Recorded information:

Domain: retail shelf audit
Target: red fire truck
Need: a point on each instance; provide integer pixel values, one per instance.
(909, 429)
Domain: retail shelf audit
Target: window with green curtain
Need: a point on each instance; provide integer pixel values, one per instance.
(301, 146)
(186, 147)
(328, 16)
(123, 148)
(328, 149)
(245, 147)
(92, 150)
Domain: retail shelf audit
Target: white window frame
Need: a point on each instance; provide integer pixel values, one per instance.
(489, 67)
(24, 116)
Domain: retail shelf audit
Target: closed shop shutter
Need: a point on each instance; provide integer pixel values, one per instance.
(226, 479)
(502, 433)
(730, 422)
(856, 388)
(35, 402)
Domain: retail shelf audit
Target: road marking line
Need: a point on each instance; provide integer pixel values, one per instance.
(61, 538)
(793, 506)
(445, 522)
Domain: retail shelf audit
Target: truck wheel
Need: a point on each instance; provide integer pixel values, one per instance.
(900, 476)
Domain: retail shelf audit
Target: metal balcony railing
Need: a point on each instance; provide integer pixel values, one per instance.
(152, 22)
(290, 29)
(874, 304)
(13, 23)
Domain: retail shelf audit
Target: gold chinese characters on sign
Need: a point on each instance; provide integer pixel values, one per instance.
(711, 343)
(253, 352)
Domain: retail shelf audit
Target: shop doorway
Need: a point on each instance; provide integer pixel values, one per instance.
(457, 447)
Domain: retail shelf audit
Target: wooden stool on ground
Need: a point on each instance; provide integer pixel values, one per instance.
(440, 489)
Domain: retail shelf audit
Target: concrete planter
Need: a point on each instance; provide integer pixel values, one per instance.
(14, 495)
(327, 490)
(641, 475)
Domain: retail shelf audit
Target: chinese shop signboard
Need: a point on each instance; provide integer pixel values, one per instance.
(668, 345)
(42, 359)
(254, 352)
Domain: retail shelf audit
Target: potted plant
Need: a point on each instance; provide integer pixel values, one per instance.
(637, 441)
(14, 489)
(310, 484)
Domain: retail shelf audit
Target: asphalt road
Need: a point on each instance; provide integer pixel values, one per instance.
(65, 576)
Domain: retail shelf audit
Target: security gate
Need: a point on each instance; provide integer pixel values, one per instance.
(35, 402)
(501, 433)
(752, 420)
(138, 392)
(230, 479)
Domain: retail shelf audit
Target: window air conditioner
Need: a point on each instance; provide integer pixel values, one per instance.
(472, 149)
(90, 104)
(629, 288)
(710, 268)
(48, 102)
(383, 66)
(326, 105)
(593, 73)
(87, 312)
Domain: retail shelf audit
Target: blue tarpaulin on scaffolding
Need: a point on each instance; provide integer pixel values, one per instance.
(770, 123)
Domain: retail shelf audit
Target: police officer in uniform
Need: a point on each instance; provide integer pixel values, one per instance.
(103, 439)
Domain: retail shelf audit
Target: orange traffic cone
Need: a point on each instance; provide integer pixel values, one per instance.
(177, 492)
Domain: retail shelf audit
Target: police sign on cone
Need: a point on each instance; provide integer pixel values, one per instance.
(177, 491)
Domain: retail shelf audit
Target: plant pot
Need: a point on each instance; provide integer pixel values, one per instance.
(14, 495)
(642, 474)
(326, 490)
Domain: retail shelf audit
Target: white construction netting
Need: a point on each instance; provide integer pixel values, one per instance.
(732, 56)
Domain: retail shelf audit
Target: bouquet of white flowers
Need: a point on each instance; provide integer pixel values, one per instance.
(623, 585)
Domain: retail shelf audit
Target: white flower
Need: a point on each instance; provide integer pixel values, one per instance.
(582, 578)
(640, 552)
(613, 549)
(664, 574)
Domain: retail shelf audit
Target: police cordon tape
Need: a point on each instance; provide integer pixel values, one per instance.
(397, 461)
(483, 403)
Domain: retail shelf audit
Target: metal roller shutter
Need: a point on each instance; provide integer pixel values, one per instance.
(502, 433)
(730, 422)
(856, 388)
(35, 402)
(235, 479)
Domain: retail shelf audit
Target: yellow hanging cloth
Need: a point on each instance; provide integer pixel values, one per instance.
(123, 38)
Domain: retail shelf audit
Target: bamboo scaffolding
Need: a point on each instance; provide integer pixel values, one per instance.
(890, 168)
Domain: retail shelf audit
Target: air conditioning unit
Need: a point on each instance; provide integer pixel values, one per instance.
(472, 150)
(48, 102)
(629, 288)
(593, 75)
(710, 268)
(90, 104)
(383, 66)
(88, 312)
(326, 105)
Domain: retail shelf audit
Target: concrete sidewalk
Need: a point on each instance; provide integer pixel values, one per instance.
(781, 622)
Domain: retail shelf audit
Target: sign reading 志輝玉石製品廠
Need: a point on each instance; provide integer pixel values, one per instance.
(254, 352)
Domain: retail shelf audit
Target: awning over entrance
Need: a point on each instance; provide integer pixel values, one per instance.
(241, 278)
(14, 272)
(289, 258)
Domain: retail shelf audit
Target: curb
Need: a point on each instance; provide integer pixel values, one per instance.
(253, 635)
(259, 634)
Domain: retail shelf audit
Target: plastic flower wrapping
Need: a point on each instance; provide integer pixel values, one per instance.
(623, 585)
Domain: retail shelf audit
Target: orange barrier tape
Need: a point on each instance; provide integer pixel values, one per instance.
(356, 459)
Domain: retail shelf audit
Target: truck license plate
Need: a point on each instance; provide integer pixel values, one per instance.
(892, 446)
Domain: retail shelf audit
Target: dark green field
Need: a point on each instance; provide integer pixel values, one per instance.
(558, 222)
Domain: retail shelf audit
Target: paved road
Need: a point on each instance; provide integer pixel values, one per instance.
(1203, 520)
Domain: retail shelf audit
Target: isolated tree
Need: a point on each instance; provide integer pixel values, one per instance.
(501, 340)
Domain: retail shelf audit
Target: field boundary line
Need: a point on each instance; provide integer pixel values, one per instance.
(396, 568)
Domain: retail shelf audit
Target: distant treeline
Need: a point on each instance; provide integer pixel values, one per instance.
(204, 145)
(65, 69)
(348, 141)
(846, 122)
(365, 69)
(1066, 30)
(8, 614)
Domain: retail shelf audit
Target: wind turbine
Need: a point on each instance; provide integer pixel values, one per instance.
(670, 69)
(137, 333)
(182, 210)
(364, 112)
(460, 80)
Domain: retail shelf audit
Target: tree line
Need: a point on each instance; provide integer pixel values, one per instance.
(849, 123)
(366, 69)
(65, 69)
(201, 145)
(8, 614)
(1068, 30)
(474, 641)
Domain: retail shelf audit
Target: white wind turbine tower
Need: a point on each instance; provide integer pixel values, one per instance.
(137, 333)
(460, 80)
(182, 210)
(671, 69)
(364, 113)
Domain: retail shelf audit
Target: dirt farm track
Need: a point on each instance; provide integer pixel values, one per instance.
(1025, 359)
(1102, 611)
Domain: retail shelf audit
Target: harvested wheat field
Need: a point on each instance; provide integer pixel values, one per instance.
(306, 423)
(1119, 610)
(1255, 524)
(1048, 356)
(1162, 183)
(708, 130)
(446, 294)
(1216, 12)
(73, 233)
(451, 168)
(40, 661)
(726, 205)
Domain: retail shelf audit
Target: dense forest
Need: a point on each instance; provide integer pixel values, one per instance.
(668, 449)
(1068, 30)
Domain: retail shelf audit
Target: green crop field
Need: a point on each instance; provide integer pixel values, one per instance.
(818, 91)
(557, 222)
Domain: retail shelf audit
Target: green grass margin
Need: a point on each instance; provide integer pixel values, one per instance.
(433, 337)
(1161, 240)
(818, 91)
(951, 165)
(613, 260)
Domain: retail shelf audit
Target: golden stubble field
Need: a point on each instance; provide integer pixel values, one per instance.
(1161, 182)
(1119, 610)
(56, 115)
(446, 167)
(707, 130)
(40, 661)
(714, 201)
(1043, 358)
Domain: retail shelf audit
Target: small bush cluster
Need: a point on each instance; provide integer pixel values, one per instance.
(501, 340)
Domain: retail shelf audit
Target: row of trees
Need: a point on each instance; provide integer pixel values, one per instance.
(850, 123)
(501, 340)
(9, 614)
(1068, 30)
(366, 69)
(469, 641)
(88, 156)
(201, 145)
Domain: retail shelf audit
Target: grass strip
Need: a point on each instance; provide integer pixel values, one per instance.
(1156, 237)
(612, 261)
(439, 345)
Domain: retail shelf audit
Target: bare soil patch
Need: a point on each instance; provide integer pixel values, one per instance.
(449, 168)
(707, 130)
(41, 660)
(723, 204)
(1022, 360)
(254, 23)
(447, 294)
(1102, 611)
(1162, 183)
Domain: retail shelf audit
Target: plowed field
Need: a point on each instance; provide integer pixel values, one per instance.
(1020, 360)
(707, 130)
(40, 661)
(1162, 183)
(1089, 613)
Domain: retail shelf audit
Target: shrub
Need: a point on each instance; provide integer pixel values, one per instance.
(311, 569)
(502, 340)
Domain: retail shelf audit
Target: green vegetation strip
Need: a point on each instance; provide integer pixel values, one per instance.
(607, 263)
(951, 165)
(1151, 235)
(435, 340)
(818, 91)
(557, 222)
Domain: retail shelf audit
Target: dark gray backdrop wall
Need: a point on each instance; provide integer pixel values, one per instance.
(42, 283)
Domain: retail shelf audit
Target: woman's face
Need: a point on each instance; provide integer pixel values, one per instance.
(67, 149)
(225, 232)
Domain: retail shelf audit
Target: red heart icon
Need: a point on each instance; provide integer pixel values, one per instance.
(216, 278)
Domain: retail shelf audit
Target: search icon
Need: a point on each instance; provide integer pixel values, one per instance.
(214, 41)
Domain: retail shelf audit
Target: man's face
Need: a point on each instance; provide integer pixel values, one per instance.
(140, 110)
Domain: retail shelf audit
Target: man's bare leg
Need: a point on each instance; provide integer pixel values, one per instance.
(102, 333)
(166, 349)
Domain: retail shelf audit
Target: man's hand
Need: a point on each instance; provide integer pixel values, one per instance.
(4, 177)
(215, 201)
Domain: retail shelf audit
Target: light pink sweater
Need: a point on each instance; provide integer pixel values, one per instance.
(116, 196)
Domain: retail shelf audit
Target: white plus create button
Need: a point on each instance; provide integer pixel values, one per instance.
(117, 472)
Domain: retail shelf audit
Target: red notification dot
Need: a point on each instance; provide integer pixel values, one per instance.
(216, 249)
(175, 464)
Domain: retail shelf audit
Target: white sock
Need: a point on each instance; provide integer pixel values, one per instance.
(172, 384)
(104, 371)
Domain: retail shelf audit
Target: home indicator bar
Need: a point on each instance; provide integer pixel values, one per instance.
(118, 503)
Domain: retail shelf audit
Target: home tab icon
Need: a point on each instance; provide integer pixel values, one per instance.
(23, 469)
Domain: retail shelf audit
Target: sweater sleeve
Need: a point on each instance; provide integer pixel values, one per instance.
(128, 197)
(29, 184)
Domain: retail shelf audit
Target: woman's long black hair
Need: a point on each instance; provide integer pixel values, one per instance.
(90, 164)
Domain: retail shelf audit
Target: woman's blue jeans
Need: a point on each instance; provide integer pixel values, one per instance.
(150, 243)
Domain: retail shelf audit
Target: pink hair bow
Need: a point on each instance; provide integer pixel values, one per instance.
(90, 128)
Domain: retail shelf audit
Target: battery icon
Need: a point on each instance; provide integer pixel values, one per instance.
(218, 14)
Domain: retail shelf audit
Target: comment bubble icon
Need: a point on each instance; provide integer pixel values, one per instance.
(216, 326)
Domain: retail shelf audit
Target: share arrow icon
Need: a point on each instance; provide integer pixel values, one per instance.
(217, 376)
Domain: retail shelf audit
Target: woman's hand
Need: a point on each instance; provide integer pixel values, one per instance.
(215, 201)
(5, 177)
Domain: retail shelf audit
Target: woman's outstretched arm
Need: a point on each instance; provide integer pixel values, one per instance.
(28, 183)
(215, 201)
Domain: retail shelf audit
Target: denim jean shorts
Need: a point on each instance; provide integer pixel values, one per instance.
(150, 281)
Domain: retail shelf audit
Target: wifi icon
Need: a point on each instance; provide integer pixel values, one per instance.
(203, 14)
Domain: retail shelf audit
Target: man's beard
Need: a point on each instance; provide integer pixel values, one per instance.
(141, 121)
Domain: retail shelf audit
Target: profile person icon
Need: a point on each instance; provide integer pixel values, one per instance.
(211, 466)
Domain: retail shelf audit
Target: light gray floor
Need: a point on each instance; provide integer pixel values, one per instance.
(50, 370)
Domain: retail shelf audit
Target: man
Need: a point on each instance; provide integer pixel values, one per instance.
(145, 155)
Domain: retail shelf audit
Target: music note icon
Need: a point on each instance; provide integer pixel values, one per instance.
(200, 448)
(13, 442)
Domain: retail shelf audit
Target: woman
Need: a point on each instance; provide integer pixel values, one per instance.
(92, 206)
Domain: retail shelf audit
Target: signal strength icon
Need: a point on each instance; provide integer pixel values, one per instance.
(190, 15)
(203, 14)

Written task: Pick out every line in the rows above that contains the word "home", and copy each one. Case counts.

Full response:
Target: home indicator bar
Target: home tab icon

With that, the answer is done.